[Start Data rows]

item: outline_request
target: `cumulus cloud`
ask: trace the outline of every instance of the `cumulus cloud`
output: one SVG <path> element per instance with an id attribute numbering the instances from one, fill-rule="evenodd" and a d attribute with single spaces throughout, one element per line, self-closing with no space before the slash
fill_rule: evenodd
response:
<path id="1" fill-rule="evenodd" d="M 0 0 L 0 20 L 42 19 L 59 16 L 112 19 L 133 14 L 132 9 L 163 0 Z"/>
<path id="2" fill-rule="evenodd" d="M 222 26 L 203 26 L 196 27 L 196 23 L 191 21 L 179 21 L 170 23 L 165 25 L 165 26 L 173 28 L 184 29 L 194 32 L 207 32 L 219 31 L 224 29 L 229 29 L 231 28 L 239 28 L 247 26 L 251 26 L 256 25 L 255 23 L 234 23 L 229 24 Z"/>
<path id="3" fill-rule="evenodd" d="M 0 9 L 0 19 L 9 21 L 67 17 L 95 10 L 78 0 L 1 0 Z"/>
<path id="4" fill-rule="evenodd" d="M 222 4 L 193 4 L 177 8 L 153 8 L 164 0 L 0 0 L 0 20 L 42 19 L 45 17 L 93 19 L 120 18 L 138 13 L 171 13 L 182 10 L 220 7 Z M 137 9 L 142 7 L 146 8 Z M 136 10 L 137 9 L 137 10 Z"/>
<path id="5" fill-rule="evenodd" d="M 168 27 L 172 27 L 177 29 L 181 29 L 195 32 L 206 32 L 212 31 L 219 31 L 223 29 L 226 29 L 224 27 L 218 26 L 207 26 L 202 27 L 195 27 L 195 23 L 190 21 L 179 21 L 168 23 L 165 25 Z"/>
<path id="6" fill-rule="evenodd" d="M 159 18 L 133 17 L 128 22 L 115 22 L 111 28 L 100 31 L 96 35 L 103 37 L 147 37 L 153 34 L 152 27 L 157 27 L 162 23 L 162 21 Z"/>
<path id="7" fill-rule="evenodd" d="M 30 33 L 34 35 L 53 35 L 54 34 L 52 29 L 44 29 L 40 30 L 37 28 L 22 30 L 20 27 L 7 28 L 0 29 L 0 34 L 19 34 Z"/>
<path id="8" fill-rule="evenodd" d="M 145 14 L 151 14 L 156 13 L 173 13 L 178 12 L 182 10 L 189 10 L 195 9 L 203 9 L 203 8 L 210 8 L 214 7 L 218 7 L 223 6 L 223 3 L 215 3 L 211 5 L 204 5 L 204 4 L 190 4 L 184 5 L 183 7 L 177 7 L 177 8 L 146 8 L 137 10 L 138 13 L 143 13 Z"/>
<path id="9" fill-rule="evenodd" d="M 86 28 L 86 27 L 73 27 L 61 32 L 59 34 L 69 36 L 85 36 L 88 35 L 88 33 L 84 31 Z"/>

[End Data rows]
[Start Data rows]

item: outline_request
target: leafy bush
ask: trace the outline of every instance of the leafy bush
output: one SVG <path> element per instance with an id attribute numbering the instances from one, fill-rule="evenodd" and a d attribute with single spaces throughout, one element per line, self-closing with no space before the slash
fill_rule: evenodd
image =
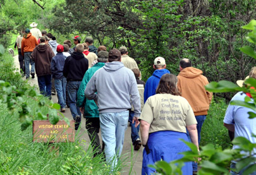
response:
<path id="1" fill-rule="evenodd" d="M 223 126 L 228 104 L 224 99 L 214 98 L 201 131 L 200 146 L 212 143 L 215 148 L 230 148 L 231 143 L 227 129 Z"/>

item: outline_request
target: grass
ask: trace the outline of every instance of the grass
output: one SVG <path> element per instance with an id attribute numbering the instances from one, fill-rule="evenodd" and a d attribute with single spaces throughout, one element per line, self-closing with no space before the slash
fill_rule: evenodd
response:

[End Data rows]
[Start Data rows]

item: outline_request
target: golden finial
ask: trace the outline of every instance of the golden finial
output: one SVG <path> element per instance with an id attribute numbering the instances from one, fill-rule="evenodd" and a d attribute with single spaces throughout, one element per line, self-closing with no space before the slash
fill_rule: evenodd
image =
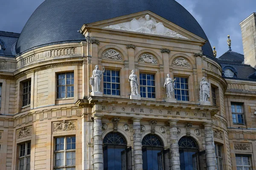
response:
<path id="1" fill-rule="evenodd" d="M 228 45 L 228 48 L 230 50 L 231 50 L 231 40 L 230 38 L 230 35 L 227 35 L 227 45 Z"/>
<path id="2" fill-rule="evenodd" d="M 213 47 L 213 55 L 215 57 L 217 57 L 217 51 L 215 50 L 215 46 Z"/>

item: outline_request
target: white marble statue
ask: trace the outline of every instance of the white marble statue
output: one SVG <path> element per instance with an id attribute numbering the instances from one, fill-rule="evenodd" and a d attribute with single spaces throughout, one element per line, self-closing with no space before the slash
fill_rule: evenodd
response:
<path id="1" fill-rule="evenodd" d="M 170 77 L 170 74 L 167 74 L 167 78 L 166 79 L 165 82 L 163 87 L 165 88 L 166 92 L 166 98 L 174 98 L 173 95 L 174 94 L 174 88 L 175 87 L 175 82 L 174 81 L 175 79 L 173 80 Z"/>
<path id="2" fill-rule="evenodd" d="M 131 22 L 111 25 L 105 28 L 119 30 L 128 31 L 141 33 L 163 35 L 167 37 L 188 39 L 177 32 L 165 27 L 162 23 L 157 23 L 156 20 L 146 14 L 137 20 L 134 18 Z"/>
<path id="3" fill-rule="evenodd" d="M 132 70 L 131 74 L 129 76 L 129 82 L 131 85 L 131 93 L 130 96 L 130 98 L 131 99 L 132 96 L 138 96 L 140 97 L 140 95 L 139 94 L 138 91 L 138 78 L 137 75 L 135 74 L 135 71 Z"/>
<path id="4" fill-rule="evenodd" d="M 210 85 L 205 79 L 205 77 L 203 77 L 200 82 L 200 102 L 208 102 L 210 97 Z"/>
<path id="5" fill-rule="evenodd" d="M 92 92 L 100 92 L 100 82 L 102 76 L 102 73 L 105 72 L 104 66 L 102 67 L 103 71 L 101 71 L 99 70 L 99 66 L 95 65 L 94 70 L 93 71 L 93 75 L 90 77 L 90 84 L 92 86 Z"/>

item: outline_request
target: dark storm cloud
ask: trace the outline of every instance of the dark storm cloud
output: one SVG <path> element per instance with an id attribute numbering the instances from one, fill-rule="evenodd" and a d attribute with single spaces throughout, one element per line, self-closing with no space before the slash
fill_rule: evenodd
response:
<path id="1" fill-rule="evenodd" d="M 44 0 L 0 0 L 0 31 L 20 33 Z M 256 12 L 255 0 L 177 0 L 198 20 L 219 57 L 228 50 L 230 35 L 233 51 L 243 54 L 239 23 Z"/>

[End Data rows]

▶ [Requirement]:
Extract each line of the records above that contains the word "white", and copy those lines unchanged.

▶ [Final answer]:
target: white marble statue
ask: trace the outline of every instance of the white marble statue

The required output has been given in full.